▶ [Objective]: From the passage on the Tibetan political party, output the span that begins at the words "This party played" and stops after "Kunga Tsering (1996–1997)", copied word for word.

▶ [Passage]:
★ ★ ★ ★

According to the party, its main aim and objectives are to prepare for the establishment of the political parties in a future Tibet, to promote democracy, to educate the Tibetan people about the significance of political parties, and to create awareness among the people about Tibetan issues.

In 2008, the party held workshops on democracy in Tibetan settlements located in remote parts of India, where the Tibetan community was taught about democracy as a value. In the 5th National Convention, the party passed a bill to support Tibetan political science students in different universities.

This party played an important role in arousing political discussions in exile. The party supported Dr. Lobsang Sangay both during the 2011 and 2016 Tibetan Election for Kalon Tripa, now termed Sikyong (Prime Minister) to head the Central Tibetan Administration. However, in 2016 the party nominated Speaker Penpa Tsering along with Dr. Sangay to provide wider choice to the Tibetan diaspora.

== Party leaders ==
- TT Karma Chophel (1994–1996)
- Kunga Tsering (1996–1997)
- Acharya Yeshi Phuntsok (1997–2000; 2000–2004)
- TT Karma Chophel (2004–2006)
- Chime Youngdung (2006–2012)
- Gelek Jamyang (2012–2016)
- Tsetan Norbu (2016–2019; 2019–2021)

== Opposition ==
In May 2011, Tenzin Rabgyal founded the People's Party of Tibet in an effort to bring plurality to the democratic process for Tibetans.

★ ★ ★ ★

Source records
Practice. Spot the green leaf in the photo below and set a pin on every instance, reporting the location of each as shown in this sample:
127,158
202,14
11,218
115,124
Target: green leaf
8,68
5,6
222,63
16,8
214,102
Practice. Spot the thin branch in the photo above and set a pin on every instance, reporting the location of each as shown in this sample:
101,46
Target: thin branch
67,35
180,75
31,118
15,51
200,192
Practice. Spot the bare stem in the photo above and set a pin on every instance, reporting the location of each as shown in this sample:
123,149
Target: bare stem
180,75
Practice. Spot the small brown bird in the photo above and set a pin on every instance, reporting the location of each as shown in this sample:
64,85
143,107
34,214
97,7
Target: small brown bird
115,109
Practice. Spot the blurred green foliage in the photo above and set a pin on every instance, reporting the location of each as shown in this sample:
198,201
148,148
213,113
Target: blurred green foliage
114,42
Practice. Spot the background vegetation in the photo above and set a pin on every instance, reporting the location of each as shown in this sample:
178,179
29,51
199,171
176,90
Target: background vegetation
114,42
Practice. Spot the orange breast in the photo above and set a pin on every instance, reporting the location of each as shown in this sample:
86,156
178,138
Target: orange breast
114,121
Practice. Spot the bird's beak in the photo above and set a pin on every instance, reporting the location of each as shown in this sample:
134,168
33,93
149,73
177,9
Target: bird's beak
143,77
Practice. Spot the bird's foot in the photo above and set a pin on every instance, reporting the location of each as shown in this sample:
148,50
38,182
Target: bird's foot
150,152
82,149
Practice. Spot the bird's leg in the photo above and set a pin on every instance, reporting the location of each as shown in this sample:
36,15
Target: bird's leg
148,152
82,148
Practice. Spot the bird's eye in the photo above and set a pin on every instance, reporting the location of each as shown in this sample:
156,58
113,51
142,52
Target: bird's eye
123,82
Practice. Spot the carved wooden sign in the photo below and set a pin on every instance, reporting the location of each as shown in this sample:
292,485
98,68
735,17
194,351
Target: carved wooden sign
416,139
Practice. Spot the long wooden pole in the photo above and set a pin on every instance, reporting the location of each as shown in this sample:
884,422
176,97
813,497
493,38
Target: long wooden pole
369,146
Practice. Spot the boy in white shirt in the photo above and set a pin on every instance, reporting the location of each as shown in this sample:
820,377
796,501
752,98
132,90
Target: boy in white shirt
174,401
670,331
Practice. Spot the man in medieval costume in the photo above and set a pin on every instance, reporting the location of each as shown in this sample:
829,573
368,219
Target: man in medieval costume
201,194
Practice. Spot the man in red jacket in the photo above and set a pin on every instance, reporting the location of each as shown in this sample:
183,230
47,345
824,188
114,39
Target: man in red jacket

★ ★ ★ ★

▶ [Solution]:
This party played an important role in arousing political discussions in exile. The party supported Dr. Lobsang Sangay both during the 2011 and 2016 Tibetan Election for Kalon Tripa, now termed Sikyong (Prime Minister) to head the Central Tibetan Administration. However, in 2016 the party nominated Speaker Penpa Tsering along with Dr. Sangay to provide wider choice to the Tibetan diaspora.

== Party leaders ==
- TT Karma Chophel (1994–1996)
- Kunga Tsering (1996–1997)